--- EXTRAIT DU RÉCIT ---

Noël, houle et alizés

Noël, houle et alizés

 

 

Mardi 21 décembre, un peu plus de 17h, cette fois-ci c’est parti, nous quittons Las Palmas de Gran Canaria, pas loin derrière le jaune Mougika d’Anne et Sébastien, avec qui nous avons sympathisé pendant notre séjour. Ils visent Mindelo, sur l’île de Sao Vicente, et nous l’île de Sal, la plus proche de Gran Canaria à l’extrémité nord-est de l’archipel du Cap Vert. Au début, peu de vent à l’abri sous le vent de l’île, puis ça monte doucement, 20 nœuds d’ouest,. Nous restons en contact avec Mougika sur le canal 72 de la VHF. Ça nous permet d’entendre l’avertissement d’un bateau français qui fait demi-tour car il a cassé une prise de ris en prenant plus de 30 nœuds de vent une fois passée la pointe de Gran Canaria. Prudence donc … Nous dînons tôt pendant que c’est encore tranquille ! Effectivement, dès que nous ne sommes plus sous la protection de l’île, le vent forcit rapidement, accompagné par la houle. 30 nœuds nous annonce l’anémomètre avant de se mettre en carafe (en fait juste un faux contact vite réparé), mais Philippe pense plutôt que ça frise les 40. Réduisons la voilure ! Un ris puis deux dans la grand-voile, un ris dans l’artimon, et quelques tours de vis au génois, voilà qui est mieux. Les conditions empirent dans la nuit, les plus rudes que nous ayons connues avec ce bateau. La mer est forte, le bateau fait des bonds à 8 nœuds sur les vagues, sensations d’envol et moments d’apesanteur, de grands claques d’eau de mer balayent le pont et viennent aussi rincer le cockpit, nous nous calfeutrons à l’intérieur. Merci Eliot ! (Eliot c’est le pilote). Tout ce qui devait tomber est par terre : les bouquins, la bouilloire volent, le bar s’ouvre, un tiroir à couverts sort prendre l’air. La barre antiroulis de la cabine tribord (qui nous sert de « fourre-tout ») tombe, et le flot se déverse : fringues, guitares, banjo, sacs à dos atterrissent dans le couloir. Quel chantier en peu de temps ! Le chantier, ça l’est aussi très vite dans mon estomac de terrienne. Ah misère ! Pourquoi faut-il que les navigations démarrent toujours plein pot ???

 

Mercredi 22 décembre, le vent faiblit un peu dans la matinée, on est encore pas mal secoués, mais un peu moins que la veille. Il ne fait pas bien chaud, les pantalons restent de rigueur. Pendant la nuit, le vent tombe, mais la houle est toujours là. Pour ne pas jouer trop les pruniers, Philippe veut démarrer le moteur, mais le coco nous refait les mêmes symptômes que pendant la traversée d’Ibiza vers l’Espagne : poussif à l’allumage, puis l’alarme de pression d’huile qui sonne : trop faible. Rebelote, de l’eau de mer est entrée dans l’huile, il faut vidanger, et faire, avec la houle, de délicates manœuvres de transvasement de près de 8 litres de mayonnaise grise dans des bouteilles que nous jetterons à la mer ensuite. Mais naaaan ! Alors, si y’a plus moyen de plaisanter … On n’a jeté que l’huile …

Un filtre à huile neuf, et le moteur repart, ouf … Mais il faudra quand même comprendre d’où vient le problème. On a déjà déplacé le waterlock, alors ? Peut-être la pompe à eau de mer qui se retrouve très basse à la gîte sur bâbord? Dans le doute, nous fermons maintenant la vanne dès l’arrêt du moteur.

---

• EXERCICES À RÉALISER
a – Répondez à ces questions sur le récit :
(i) Quel jour et vers quelle heure le bateau quitte-t-il Las Palmas de Gran Canaria ?
(ii) Sur quel canal de la VHF l'équipage reste-t-il en contact avec Mougika ?
(iii) Quelle alarme sonne quand Philippe tente de démarrer le moteur ?
b – Déterminez combien de lignes des entrées contiennent la chaîne "building". Donnez uniquement ce nombre.
Le récit et les entrées sont indépendants l'un de l'autre.

--- ENTRÉES AFFICHÉES ---

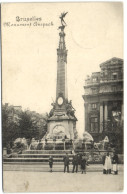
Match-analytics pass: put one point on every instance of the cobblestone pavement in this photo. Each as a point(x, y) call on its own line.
point(18, 181)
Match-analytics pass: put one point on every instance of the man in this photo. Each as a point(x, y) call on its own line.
point(75, 163)
point(83, 164)
point(50, 163)
point(66, 163)
point(115, 163)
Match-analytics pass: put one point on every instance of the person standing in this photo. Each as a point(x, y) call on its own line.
point(115, 163)
point(66, 163)
point(50, 163)
point(83, 164)
point(103, 162)
point(108, 164)
point(75, 163)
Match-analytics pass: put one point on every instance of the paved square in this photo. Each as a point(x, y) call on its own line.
point(18, 181)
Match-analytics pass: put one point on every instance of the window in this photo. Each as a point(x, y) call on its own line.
point(94, 91)
point(114, 76)
point(94, 79)
point(94, 106)
point(94, 124)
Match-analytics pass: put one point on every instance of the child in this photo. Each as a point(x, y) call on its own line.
point(50, 163)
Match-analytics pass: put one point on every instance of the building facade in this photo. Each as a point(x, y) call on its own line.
point(103, 100)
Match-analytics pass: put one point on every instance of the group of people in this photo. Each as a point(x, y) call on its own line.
point(110, 164)
point(78, 160)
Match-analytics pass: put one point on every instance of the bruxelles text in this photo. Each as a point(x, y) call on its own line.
point(9, 24)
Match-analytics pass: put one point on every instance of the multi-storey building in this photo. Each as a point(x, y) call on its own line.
point(103, 100)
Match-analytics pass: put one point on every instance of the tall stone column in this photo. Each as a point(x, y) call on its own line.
point(122, 111)
point(105, 112)
point(101, 117)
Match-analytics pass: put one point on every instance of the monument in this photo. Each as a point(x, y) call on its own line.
point(62, 120)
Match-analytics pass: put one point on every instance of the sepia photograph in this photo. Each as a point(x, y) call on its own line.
point(62, 97)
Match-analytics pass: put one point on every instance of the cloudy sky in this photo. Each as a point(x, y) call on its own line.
point(94, 34)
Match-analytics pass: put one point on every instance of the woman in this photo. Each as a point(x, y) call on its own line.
point(50, 163)
point(108, 164)
point(83, 164)
point(115, 163)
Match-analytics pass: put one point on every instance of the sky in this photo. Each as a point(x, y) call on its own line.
point(94, 34)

---

• RÉSULTATS DANS L'ORDRE
a –
(i) Le mardi 21 décembre, un peu après 17h.
(ii) Sur le canal 72.
(iii) L'alarme de pression d'huile, qui signale une pression trop faible.

b – 2